§ **Gösterilen Metin**
↓

Çeşitli aralıklarla bazı önemli medya kuruluşları tarafından servis edilen değişik haritalarla (ne hikmetse hep israil’in etrafında bulunan) ülkelerin üçe dörde bölüneceği gösterilmekte ve zihinsel bir alt yapı oluşturulmaktadır. En son W. Post’ta çıkan önemli bir sızdırma habere göre “Ortadoğu’daki 5 ülkenin 13’e bölüneceği” harita üzerinde çizilmiş haliyle verildi. “Uzmanların ileri sürdüğü bir fikir” olarak anlatılan haberin kaynağı ve sebebi üzerinde ise pek durulmadı. Elbette ki bu haber bu tür planlı sızıntıların son halkasını oluşturuyorsa da son olmayacaktır. İlk olmadığı gibi.

R. Garaudy’nin “Siyonizm Dosyası” adlı eserinde uzunca verdiği bir makalenin bazı satırbaşlarına bakmak bu tehditkâr projenin boyutlarını anlamak için yeterli olacaktır.

“Dünya siyonist örgütü” tarafından Kudüs’te çıkarılan Kivunim Dergisi’nin Şubat 1982 tarihli 14. sayısında “80’li yıllarda israil’in stratejisi” adlı makalede siyonist strateji şöyle sıralanır:

- “Sina Çölü ve bugün kullanılır durumda olan kaynaklarını tekrar ele geçirmek başlıca hedeflerimiz arasındadır.

- Mısır’ın coğrafi bölgelere ayrılması bizim Batı cephesinde 1990 yılına doğru başlıca hedefimiz olmalıdır. Mısır bir defa dağılıp merkez gücünün dışına çıkınca Libya, Sudan gibi ülkeler ve daha uzaklarda bulunanlar aynı sonuca boyun eğeceklerdir. Yukarı Mısır’da bir Kıpti devletinin kuruluşu daha küçük bölgesel ve az değer taşıyan siyasal birliklerin meydana gelişi şu sırada barış antlaşması yüzünden gecikmekte olan tarihi bir gelişmenin anahtarıdır. Ancak değişmeyecek olan netice, bir süre geriye atılmıştır.

↑

§ **Verilen Malzeme**
↓

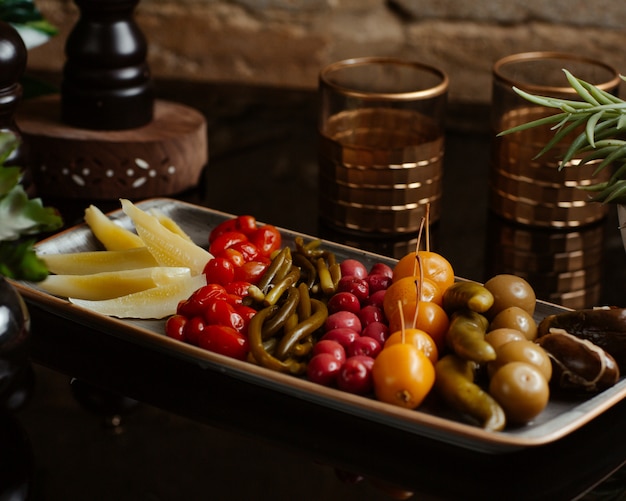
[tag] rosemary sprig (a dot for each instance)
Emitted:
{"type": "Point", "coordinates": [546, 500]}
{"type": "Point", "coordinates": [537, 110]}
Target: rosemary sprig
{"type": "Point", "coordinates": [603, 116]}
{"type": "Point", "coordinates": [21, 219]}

↑
↓

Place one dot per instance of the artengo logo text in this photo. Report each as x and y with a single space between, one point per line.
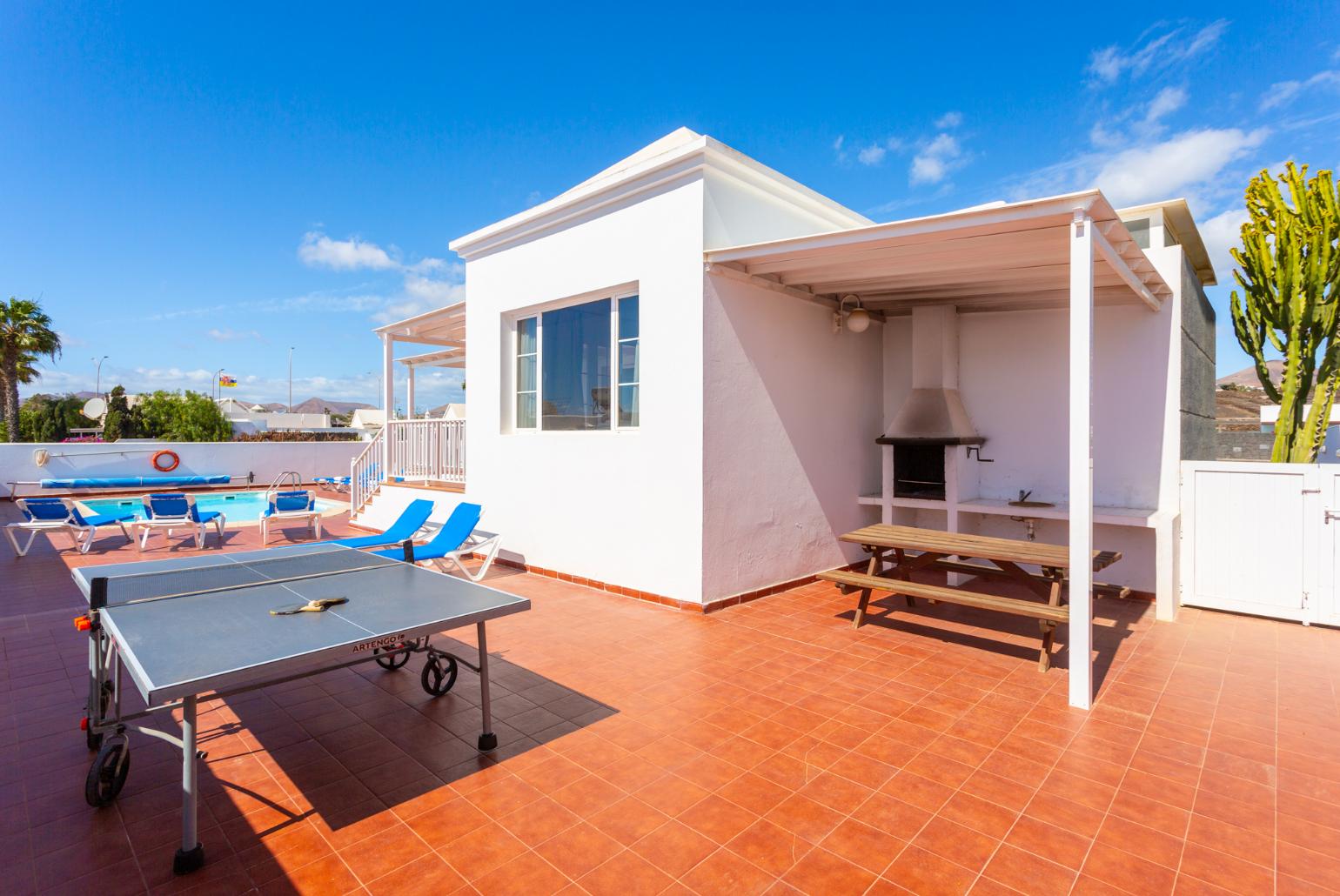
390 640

↑

§ **Alıştırma Görevleri**
A - Ortadoğu ülkelerinin bölünmesi üzerine olan metinde "Çeşitli aralıklarla bazı" sözlerinden "için yeterli olacaktır." sözlerine kadar uzanan kısmı aynen yazınız.
B - Ortadoğu ülkelerinin bölünmesi üzerine olan metni, son cümlesinin ardından devam ettiriniz.
Bu çalışmada verilen malzemeye gerek yoktur.

§ **Alıştırma Sonuçları**
A -
Çeşitli aralıklarla bazı önemli medya kuruluşları tarafından servis edilen değişik haritalarla (ne hikmetse hep israil’in etrafında bulunan) ülkelerin üçe dörde bölüneceği gösterilmekte ve zihinsel bir alt yapı oluşturulmaktadır. En son W. Post’ta çıkan önemli bir sızdırma habere göre “Ortadoğu’daki 5 ülkenin 13’e bölüneceği” harita üzerinde çizilmiş haliyle verildi. “Uzmanların ileri sürdüğü bir fikir” olarak anlatılan haberin kaynağı ve sebebi üzerinde ise pek durulmadı. Elbette ki bu haber bu tür planlı sızıntıların son halkasını oluşturuyorsa da son olmayacaktır. İlk olmadığı gibi.

R. Garaudy’nin “Siyonizm Dosyası” adlı eserinde uzunca verdiği bir makalenin bazı satırbaşlarına bakmak bu tehditkâr projenin boyutlarını anlamak için yeterli olacaktır.

B -
- Lübnan’ın 5 vilayete bölünüşü Arap dünyasında meydana gelecek olayların en önemli olanıdır. Suriye ve Irak’ın etnik ve dini kriterlere uygun olarak belirli bölgeler oluşturacak şekilde patlaması israil için uzun vadede bir amaç olmalıdır. İlk aşama bu ülkelerin askeri gücünün yok edilmesidir.

- Suriye’nin etnik yapısı, sahil boyunca uzanan bir Şii devlete, Halep bölgesinde bir Sünni devlete ve Dürzilerin teşkil ettiği kendi öz devletine yol açacak şekilde parçalanmaya uygundur.

- Irak, israil’in ateş hattı altındadır. Bu ülkenin dağılışı bizim için Suriye’nin dağılışından önemlidir.

- Filistinliler Ürdün’den başka vatanları olmayacağını anlamalıdırlar.”

Şimdi 82’de yayınlanan bu strateji ile bugün gelinen noktada halen yayınlanmakta olanları kıyaslayanlar şüphesiz hepsinin aynı kaynağın ürünü olduklarını dehşetle itiraf edeceklerdir.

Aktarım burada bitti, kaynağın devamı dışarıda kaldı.